• _Written task_: Write out only the tail of the records, beginning at the line containing "Point out every instance of the ceiling fan" and including the last line, exactly as written.

══════════════════════════════

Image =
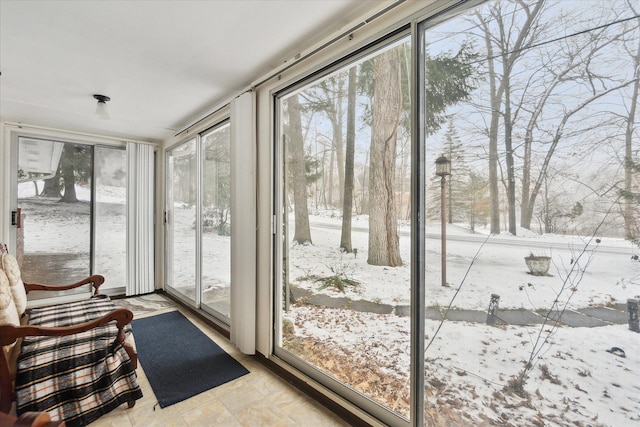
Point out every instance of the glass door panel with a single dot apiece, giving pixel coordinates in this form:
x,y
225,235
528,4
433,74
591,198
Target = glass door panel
x,y
181,213
345,261
54,196
216,216
110,213
532,240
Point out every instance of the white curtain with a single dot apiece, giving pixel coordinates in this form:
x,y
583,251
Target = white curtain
x,y
140,219
243,223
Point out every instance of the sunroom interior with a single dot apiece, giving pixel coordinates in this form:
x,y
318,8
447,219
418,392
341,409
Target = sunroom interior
x,y
417,212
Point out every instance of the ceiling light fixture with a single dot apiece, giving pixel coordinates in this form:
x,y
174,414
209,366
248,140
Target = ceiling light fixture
x,y
101,108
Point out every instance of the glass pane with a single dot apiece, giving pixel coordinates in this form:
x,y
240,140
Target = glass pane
x,y
535,105
181,219
54,195
111,216
216,216
347,232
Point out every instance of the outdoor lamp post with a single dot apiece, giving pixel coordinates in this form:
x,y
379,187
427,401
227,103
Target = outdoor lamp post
x,y
443,168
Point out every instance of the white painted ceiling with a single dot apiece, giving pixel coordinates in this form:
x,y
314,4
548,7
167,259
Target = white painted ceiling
x,y
163,63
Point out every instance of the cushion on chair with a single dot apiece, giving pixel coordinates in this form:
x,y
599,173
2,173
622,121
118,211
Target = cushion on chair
x,y
12,270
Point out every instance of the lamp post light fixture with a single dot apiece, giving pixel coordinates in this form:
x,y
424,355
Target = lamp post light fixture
x,y
443,168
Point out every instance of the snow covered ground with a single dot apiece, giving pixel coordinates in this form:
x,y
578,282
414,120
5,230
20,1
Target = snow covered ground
x,y
573,380
469,366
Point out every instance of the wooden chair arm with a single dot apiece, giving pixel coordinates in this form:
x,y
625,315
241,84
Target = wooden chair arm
x,y
96,280
122,317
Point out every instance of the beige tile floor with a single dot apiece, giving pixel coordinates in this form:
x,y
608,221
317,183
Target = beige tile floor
x,y
260,398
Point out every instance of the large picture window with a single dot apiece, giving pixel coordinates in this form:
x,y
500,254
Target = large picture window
x,y
535,105
525,148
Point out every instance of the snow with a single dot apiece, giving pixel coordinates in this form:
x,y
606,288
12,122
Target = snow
x,y
574,380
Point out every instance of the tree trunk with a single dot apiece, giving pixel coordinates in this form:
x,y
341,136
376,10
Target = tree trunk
x,y
52,186
629,218
302,232
508,145
67,171
347,205
384,247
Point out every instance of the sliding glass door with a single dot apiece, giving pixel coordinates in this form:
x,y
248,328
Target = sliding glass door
x,y
344,264
180,216
198,215
70,215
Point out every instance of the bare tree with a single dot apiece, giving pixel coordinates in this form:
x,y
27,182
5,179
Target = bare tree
x,y
302,233
510,41
347,206
384,248
630,224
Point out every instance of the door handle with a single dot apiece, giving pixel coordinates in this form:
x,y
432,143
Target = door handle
x,y
16,218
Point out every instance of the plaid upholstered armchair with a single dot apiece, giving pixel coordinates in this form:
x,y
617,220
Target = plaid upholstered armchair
x,y
75,361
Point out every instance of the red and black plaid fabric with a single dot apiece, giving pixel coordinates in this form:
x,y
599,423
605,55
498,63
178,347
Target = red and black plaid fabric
x,y
76,378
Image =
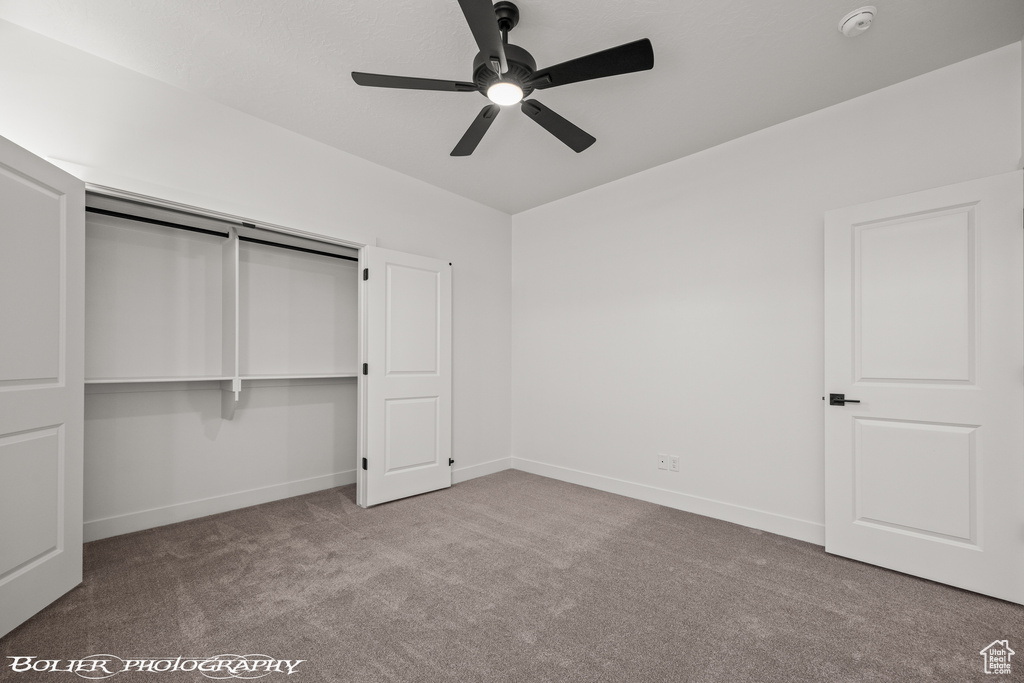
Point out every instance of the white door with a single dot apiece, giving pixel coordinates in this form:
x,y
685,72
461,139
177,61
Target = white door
x,y
408,383
42,227
925,327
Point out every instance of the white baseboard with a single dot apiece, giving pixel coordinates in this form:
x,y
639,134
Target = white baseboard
x,y
95,529
460,474
766,521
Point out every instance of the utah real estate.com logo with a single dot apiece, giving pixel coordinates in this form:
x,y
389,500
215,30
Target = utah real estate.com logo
x,y
997,655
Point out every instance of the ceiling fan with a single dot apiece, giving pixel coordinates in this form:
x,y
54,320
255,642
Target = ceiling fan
x,y
507,74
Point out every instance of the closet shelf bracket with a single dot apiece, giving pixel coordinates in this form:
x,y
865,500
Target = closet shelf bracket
x,y
230,391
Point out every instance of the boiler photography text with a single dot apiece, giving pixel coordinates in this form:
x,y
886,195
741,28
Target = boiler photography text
x,y
104,666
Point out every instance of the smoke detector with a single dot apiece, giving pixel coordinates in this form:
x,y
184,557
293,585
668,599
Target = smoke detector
x,y
857,22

══════════════════════════════

• _The reply_:
Point out every instance of the ceiling fan with a single dot apiece, giving pixel coordinates in this form:
x,y
54,320
255,642
Target = ceiling fan
x,y
507,74
Point out every instance of the closet shelf bracket with a single dot apiece, giving pixel coordinates in this form:
x,y
865,500
Target = closet shelf bracket
x,y
230,391
Point out every instance of the boiler photography text with a single dot apiece, giving pixel coordinates in this form:
x,y
886,195
741,28
Target = boiler photography text
x,y
104,666
Point out every instance of the smoke detector with a single dot apiece, giving pixel coordinates in this form:
x,y
184,557
293,585
668,599
Target = smoke detector
x,y
857,22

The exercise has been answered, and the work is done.